**ABOUT THIS EXERCISE:** Your response must be the entire set of entries, reproduced word for word.

################

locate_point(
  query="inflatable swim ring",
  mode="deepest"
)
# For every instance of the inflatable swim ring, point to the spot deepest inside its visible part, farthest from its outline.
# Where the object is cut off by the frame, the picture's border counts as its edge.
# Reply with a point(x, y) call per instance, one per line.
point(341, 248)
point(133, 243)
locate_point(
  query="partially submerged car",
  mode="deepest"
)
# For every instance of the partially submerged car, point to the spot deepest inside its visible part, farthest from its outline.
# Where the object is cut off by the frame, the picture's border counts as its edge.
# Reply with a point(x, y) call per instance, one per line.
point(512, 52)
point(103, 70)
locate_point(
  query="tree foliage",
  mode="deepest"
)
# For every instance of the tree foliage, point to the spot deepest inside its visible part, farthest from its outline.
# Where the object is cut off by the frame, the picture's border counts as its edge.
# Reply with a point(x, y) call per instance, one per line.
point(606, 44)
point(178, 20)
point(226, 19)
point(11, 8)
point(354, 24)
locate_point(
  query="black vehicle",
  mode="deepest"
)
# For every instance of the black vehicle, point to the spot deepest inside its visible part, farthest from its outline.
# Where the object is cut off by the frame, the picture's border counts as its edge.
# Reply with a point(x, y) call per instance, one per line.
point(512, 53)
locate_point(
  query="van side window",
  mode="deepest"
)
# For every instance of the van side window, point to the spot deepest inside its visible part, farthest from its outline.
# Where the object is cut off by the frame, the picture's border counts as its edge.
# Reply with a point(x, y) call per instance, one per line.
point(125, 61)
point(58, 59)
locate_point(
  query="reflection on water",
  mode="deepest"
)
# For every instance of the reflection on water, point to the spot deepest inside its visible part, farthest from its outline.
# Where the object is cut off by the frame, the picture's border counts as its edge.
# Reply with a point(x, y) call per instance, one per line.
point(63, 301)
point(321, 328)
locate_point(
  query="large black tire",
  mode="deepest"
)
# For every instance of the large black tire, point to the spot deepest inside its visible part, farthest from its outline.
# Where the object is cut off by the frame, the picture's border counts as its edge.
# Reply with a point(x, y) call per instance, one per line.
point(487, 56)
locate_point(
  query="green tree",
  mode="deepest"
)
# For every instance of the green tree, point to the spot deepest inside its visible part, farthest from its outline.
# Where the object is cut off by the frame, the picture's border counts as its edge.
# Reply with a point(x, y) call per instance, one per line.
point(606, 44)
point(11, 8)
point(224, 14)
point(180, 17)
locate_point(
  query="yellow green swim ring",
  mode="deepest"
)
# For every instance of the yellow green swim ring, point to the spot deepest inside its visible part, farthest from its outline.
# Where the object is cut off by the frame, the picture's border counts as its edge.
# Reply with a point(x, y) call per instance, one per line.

################

**YOUR RESPONSE:**
locate_point(
  query="inflatable swim ring",
  mode="deepest"
)
# For every instance of the inflatable swim ring, point to the spot deepest inside its visible part, farthest from its outline.
# Where the object is cut off by the frame, the picture's border counts as its edge.
# Reply with a point(x, y) call per instance, one per line.
point(341, 248)
point(133, 243)
locate_point(
  query="partially submerged car",
  mode="deepest"
)
# For every instance of the partially submerged car, point to the spot deepest inside its visible part, farthest from its outline.
# Where the object is cut off by the frame, the picture's border counts as its edge.
# Reply with a point(x, y) call per instance, one per line.
point(512, 52)
point(103, 70)
locate_point(
  query="tree foliage",
  mode="deepest"
)
# For every instance of the tree foliage, point to the spot deepest inside its visible part, farthest from its outline.
# Where the object is cut off by the frame, the picture's border counts as its edge.
# Reply with a point(x, y) call per instance, one per line.
point(606, 44)
point(178, 20)
point(226, 19)
point(11, 8)
point(354, 24)
locate_point(
  query="black vehicle",
  mode="deepest"
)
# For every instance of the black vehicle, point to the spot deepest inside its visible part, farthest from its outline.
# Where the object is cut off by the frame, the picture's border counts as its edge.
# Reply with a point(x, y) call per instance, one per line.
point(512, 53)
locate_point(
  query="van side window",
  mode="deepest"
)
# For every instance of the van side window, point to the spot deepest inside its visible part, farthest from its outline.
# Where the object is cut off by the frame, the picture's border counts as its edge.
# Reply with a point(x, y) call per instance, one per line.
point(125, 61)
point(58, 59)
locate_point(
  query="reflection on water",
  mode="deepest"
)
# For every instance of the reflection on water, point to the spot deepest inside its visible part, farthest from its outline.
# Where the object is cut off by the frame, the picture's border counts as its edge.
# Reply with a point(x, y) call per instance, one per line.
point(63, 301)
point(321, 328)
locate_point(
  query="large black tire",
  mode="deepest"
)
# For every instance of the large black tire, point to the spot deepest inside its visible part, farthest from its outline.
# Where the object is cut off by the frame, the picture's border counts as its edge.
# Reply with a point(x, y) call per instance, one per line.
point(487, 56)
locate_point(
  query="green tree",
  mode="deepest"
)
# For every instance of the green tree, point to the spot deepest inside its visible part, farthest from its outline.
# Where the object is cut off by the frame, the picture's border counts as its edge.
# Reply with a point(x, y) call per instance, one per line.
point(606, 44)
point(11, 8)
point(224, 14)
point(180, 17)
locate_point(
  query="yellow green swim ring",
  mode="deepest"
)
# For every instance of the yellow green swim ring, point to the spot deepest inside its visible part, farthest from its outline.
# Where the object is cut off by the frame, the picture's border counts as its edge.
# Reply with a point(x, y) call per instance, one per line.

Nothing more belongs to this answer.